→ Extract provided:
(begin)
Linux-ARM-Kernel Archive on
 help / color / Atom feed
From: James Morse <>
To: Kazuhito Hagio <>,
	Bhupesh Sharma <>
Cc: Mark Rutland <>,
	"" <>,
	"" <>,
	"" <>,
	"" <>,
	Steve Capper <>,
	"" <>,
	Will Deacon <>,
	AKASHI Takahiro <>,
	"" <>,
	Kristina Martsenko <>,
	Borislav Petkov <>, Dave Young <>,
Subject: Re: [PATCH] arm64, vmcoreinfo : Append 'MAX_USER_VA_BITS' and 'MAX_PHYSMEM_BITS' to vmcoreinfo
Date: Fri, 15 Feb 2019 17:34:12 +0000
Message-ID: <> (raw)
In-Reply-To: <>

Hi guys,

(CC: +Steve, +Kristina) "What's the best way of letting user-space know the MMU
config when 52-bit VA and pointer-auth may be in use?"

On 13/02/2019 19:52, Kazuhito Hagio wrote:
> On 2/13/2019 1:22 PM, James Morse wrote:
>> On 13/02/2019 11:15, Dave Young wrote:
>>> On 02/12/19 at 11:03pm, Kazuhito Hagio wrote:
>>>> On 2/12/2019 2:59 PM, Bhupesh Sharma wrote:
>>>>> BTW, in the makedumpfile enablement patch thread for ARMv8.2 LVA
>>>>> (which I sent out for 52-bit User space VA enablement) (see [0]), Kazu
>>>>> mentioned that the changes look necessary.
>>>>> [0].
>>>>>>> The increased 'PTRS_PER_PGD' value for such cases needs to be then
>>>>>>> calculated as is done by the underlying kernel
>> Aha! Nothing to do with which-bits-are-pfn in the tables...
>> You need to know if the top level PGD is 512bytes or bigger. As we use a
>> kmem-cache the adjacent data could be some else's page tables.
>> Is this really a problem though? You can't pull the user-space pgd pointers out
>> of no-where, you must have walked some task_struct and struct_mm's to find them.
>> In which case you would have the VMAs on hand to tell you if its in the mapped
>> user range.
>> It would be good to avoid putting something arch-specific in here if we can at
>> all help it.

>>>>>>> (see
>>>>>>> 'arch/arm64/include/asm/pgtable-hwdef.h' for details):
>>>>>>> #define PTRS_PER_PGD          (1 << (MAX_USER_VA_BITS - PGDIR_SHIFT))
>>>> Yes, this is the reason why makedumpfile needs the MAX_USER_VA_BITS.
>>>> It is used for pgd_index() also in makedumpfile to walk page tables.
>>>> /* to find an entry in a page-table-directory */
>>>> #define pgd_index(addr)         (((addr) >> PGDIR_SHIFT) & (PTRS_PER_PGD - 1))
>>> Since Dave mentioned crash tool does not need it, but crash should also
>>> travel the pg tables.
> The crash utility is always invoked with vmlinux, so it can read the
> vabits_user variable directly from vmcore, but makedumpfile can not.

(This sounds fragile. That symbol's name may change, it may disappear
completely! ... but I guess crash changes with every kernel release anyway)

>>> If this is really necessary it would be good to describe what will
>>> happen without the patch, eg. some user visible error from an actual test etc.
>> Yes please, it would really help if there was a specific example we could discuss.
(end)
→ Data supplied:
(begin)
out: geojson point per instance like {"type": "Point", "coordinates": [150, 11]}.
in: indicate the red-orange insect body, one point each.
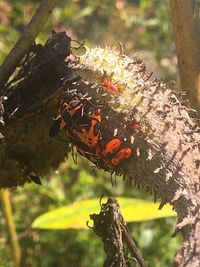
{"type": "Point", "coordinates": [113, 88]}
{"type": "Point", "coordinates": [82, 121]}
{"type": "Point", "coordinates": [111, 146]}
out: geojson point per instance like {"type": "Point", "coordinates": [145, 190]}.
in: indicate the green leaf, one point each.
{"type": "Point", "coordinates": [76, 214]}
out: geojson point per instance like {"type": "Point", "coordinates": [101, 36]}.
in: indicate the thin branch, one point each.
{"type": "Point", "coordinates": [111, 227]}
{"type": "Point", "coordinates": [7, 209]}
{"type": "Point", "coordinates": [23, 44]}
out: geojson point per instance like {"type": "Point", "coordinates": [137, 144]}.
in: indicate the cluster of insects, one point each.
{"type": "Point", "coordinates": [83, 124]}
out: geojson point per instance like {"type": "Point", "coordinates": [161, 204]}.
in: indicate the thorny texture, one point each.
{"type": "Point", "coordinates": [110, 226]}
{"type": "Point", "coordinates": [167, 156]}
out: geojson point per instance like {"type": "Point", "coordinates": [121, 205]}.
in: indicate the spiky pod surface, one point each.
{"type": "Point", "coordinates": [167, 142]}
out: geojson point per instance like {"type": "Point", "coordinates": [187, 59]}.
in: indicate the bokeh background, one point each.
(end)
(begin)
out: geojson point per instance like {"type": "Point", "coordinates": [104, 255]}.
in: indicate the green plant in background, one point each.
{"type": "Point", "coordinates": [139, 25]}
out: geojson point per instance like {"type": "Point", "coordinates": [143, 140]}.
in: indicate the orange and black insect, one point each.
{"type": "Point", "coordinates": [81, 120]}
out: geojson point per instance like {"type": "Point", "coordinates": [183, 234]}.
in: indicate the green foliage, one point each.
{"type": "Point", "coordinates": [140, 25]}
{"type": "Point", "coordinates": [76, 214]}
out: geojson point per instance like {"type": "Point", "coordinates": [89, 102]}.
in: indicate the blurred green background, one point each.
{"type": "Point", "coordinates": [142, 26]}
(end)
Write the next part of the arm64 vmcoreinfo mailing-list thread, picking up after its final line. The entries come from a different source than the thread above them.

→ Reply to the task:
> With 52-bit user space and 48-bit kernel space configuration,
> makedumpfile will not be able to convert a virtual kernel address
> to a physical address, and fail to capture a dumpfile, because the
> pgd_index() will return a wrong index.

Got it, thanks!
(all this user stuff had me thinking it was user-space you were trying to walk).

Yes, this is because of commit e842dfb5a2d3 ("arm64: mm: Offset TTBR1 to allow
52-bit PTRS_PER_PGD"). The kernel has offset the ttbr1 value, if you try and
walk it without knowing the offset you get junk.

Ideally we tell you the offset with some 'ttbr1_offset=' in vmcoreinfo, but if
the offsetting code disappears, the kernel would still have to provide
'ttbr1_offset=0' for user-space to keep working.

I'd like to find something future-proof that always has an unambiguous meaning,
and isn't a problem if the kernel variable/symbol/kconfig names change.

With pointer-auth in use too you can't guess which bits are address and which
bits are data.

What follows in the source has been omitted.